→ **TEXT SECTION**:
---------------

My daughter who lives three to five states away – depending on how deeply one is daydreaming when the turnpike exit sneaks up – is bringing her boyfriend home for a visit.

She’s 19, legally an adult and fully qualified to make her own decisions without benefit of my sage advice. But I'm having trouble letting go – especially when she comes home with a boyfriend in tow. At times like those, I'm torn between polishing the house to a welcoming shine or polishing the baseball bat to a menacing sheen.

It’s a natural reaction that dads in danger of losing daughters share and daughters facing embarrassment – AGAIN – dread.

I met TJ the last time I visited Melissa out there. He seemed to be a nice, well-mannered respectful guy. When I finished sizing him up, I pulled Melissa aside and cooed in my most fatherly way: “I’m bigger than he is. Just say the word and I’ll break him in half.”

“Daddy!” she yelped. “Why would you say that? I like him!”

“I’m just offering. If the need should arise, I could turn him into a pretzel. It would be no problem.”

“Behave! And have you forgotten, TJ is a construction worker. You sit behind a desk all day getting softer all the time. You best be not picking a fight with my boyfriend.”

“Yes, but I have special Dad Powers.”

Dad Powers. They allow us to open stubborn sparkly paint jars with a mighty twist, fix broken bicycles with a precision yank on a chain and sometimes even snatch back escaping balloons in a single bound. And they certainly allow us to face down interloping boyfriends with a blood-chilling, don’t-you-dare-even-look-at-my-daughter-with-that-stupid-twinkle-in-your-eye-or-I’ll-blacken-it stare.

---------------

→ **DATA PROVIDED**:
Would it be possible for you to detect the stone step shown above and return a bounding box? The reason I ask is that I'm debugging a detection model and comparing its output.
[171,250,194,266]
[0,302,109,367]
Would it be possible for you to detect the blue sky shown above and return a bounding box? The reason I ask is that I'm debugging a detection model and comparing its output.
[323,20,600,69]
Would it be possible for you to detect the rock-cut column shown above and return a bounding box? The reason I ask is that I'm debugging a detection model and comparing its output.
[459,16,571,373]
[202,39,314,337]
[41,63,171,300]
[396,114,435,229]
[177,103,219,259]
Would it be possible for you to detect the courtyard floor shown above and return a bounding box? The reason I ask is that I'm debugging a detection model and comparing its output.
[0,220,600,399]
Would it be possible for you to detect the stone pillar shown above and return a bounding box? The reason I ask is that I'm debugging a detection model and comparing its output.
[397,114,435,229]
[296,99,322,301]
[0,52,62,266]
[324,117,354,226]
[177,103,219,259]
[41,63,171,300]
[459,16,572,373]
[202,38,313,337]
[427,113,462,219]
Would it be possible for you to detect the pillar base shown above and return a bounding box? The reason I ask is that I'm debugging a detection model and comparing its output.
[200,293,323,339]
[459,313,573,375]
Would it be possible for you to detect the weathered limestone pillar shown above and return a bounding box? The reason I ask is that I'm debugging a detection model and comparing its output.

---------------

→ **WHAT YOU WILL DO**:
[1] Reproduce the part of the column about the visiting boyfriend that opens with the words containing "She’s 19, legally" and closes with "a menacing sheen.".
[2] Decide whether each statement agrees with the column about the visiting boyfriend, answering yes or no and quoting the deciding words: (a) The daughter is 19 years old. (b) TJ works at a desk job. (c) The narrator met TJ while visiting Melissa.
[3] Continue the column about the visiting boyfriend from its last sentence.
The listing has no connection to the column about the visiting boyfriend.

→ **EXPECTED OUTPUTS**:
[1]
She’s 19, legally an adult and fully qualified to make her own decisions without benefit of my sage advice. But I'm having trouble letting go – especially when she comes home with a boyfriend in tow. At times like those, I'm torn between polishing the house to a welcoming shine or polishing the baseball bat to a menacing sheen.

[2]
(a) Yes: "She’s 19, legally an adult"
(b) No: "TJ is a construction worker."
(c) Yes: "I met TJ the last time I visited Melissa out there."

[3]
Melissa sighed and held up her pinkie finger. It’s the same one she’s had me wrapped around since introducing herself with a healthy bellow nearly 20 years ago. Daughter Powers are dads’ kryptonite.

I was licked and I knew it.

Melissa strolled back to the guy who stole her attention away from me and laced her arm through his.

“Don’t worry,” Melissa told him. “He’s just a big, fuzzy teddy bear.”

“I can be a grizzly bear,” I grumbled as I carefully picked a stray spider off the windowsill and gently placed it outside. “Well, I can!”

TJ had the discourtesy to appear very unconcerned about the Threat of Dad. I thought that was in very poor taste and made a note to bring up this character flaw with Melissa at the next opportunity.

Now she’s bringing him to stay in my house a couple nights. So I’m getting ready.

I dug out the weight set in the garage and scattered it about the living room.

I hid the matching table settings in favor of chipped dishes and plastic cups imprinted with pictures of wrestlers.

I’m practicing intimidating sneers in the bathroom mirror – which I’m leaving spotted.

“I already told TJ you were a clown,” Melissa said when I told her of my tough guy innovations. “He thinks you’re silly.”

“How about if I just squeeze his hand really tight when I shake it to make him cry?”

“Do you remember when you tried to get the lid off the ketchup bottle with that so-called farmer’s grip of yours? You threw out your back and lay around moaning for two weeks. Now be nice.”

So that’s it. TJ’s coming. Melissa will be on the couch. I’ll be sleeping in my easy chair between her and TJ's room. But she'll have the string tied to my toe in case I try to sneak off in the middle of the night to the heart thief and yell, “Boo!”

But I fooled her. I didn’t use the spring fresh-scented fabric softener when I washed the sheets for his bed.

Hey, we dads displaced from daughters’ hearts can be real grizzlies when riled.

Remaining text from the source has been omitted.